■ Records supplied:
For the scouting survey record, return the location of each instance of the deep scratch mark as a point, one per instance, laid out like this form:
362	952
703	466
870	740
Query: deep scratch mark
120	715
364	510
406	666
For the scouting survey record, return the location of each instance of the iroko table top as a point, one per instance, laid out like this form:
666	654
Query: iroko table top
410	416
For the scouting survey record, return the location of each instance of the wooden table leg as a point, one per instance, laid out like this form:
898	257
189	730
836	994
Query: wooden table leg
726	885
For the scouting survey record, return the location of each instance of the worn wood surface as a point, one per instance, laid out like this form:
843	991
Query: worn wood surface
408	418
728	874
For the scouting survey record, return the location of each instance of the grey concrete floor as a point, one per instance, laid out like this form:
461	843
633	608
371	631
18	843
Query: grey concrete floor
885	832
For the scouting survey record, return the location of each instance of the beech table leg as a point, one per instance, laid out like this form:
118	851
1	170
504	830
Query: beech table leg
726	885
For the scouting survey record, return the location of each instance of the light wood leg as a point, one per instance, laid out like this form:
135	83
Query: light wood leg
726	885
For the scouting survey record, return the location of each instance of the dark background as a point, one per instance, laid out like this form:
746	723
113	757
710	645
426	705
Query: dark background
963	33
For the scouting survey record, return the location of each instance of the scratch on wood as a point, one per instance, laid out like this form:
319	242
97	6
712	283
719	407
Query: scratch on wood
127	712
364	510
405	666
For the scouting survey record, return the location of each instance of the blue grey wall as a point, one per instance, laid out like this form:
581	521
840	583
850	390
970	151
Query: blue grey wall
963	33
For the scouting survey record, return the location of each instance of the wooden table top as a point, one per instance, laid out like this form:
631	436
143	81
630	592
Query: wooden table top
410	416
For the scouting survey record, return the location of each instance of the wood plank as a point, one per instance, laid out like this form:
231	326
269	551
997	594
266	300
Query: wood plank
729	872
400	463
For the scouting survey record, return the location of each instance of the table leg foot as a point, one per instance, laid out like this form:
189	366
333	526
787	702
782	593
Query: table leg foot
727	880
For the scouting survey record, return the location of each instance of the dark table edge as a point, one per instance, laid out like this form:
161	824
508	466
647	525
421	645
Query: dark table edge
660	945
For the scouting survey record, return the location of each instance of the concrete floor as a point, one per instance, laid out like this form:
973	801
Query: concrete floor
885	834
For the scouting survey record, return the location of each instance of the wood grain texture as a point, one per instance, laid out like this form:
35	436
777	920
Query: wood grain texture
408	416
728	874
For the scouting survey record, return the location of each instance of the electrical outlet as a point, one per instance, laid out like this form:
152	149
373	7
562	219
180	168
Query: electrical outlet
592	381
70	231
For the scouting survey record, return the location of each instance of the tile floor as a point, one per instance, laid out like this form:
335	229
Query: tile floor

■ Required work:
Your answer must contain every line of the records, exactly.

■ Written answer:
For the scouting survey record, return the location of each instance of the deep scratch mark as a point, one per instance, laid out like this form:
362	952
703	466
870	740
Query: deep scratch mark
120	715
364	510
406	666
For the scouting survey record, return the location of each instance of the iroko table top as a point, one per instance, laid out like this form:
666	654
Query: iroko table top
410	416
For the scouting survey record, return the location of each instance of the wooden table leg as a point, one per instance, laid out like this form:
898	257
189	730
836	994
Query: wooden table leg
726	885
For the scouting survey record, return the location of each instance of the worn wood surface as a point, one per instance, laid out like this form:
843	991
Query: worn wood surface
408	418
728	874
For the scouting survey record, return the location of each instance of the grey concrete floor as a point, one per instance, laid out like this form:
461	843
633	608
371	631
18	843
Query: grey concrete floor
885	832
For the scouting survey record, return the location of each instance of the beech table leg as a point, one per instance, laid out like this form:
118	851
1	170
504	830
Query: beech table leg
726	885
For the scouting survey record, return the location of each instance of the light wood leg as a point, one per instance, laid out like this form:
135	83
Query: light wood leg
726	885
For the scouting survey record, return the location of each instance of the dark background as a point, one per instance, laid out like this form:
746	723
113	757
710	645
426	705
Query: dark background
963	33
For the scouting survey record, return the location of each instance of the scratch on wood as a point, one per instance, laid out like this form:
319	242
97	6
712	283
719	407
Query: scratch on wood
127	712
364	510
405	666
For the scouting survey record, return the location of each instance of the blue grey wall as a point, one per instance, laid out like this form:
581	521
840	583
850	390
970	151
Query: blue grey wall
963	33
For the scouting survey record, return the location of each instance of the wooden table top as a point, one per instance, laid out like this form:
631	436
143	81
630	592
Query: wooden table top
410	416
For the scouting survey record, return the location of each instance of the wood plank as a point, one per instance, laid out like this form:
231	326
269	551
997	594
266	300
Query: wood plank
729	872
400	463
For the scouting survey record, return the location of each instance of the table leg foot as a point, one per instance, laid out like this form:
189	366
333	526
787	702
782	593
Query: table leg foot
727	880
For the scouting survey record, return the location of each instance of the dark table edge as a point, one per instance, laid out like this form:
161	824
508	466
647	525
421	645
Query: dark table edge
660	945
For the scouting survey record, return the location of each instance of the concrete floor as a point, one per instance, laid out like this form:
973	801
Query: concrete floor
885	834
For the scouting survey record, return the location of each instance of the wood grain texture as a point, one per instance, laid out like this form:
35	436
777	920
Query: wood grain texture
408	416
728	874
For the scouting survey record, return the location of each instance of the electrical outlet as a point, one per instance, laid out like this form:
152	149
373	7
562	219
180	168
Query: electrical outlet
592	381
70	231
For the scouting survey record, return the location of each instance of the tile floor as a point, one per instance, laid out like this form:
335	229
Query: tile floor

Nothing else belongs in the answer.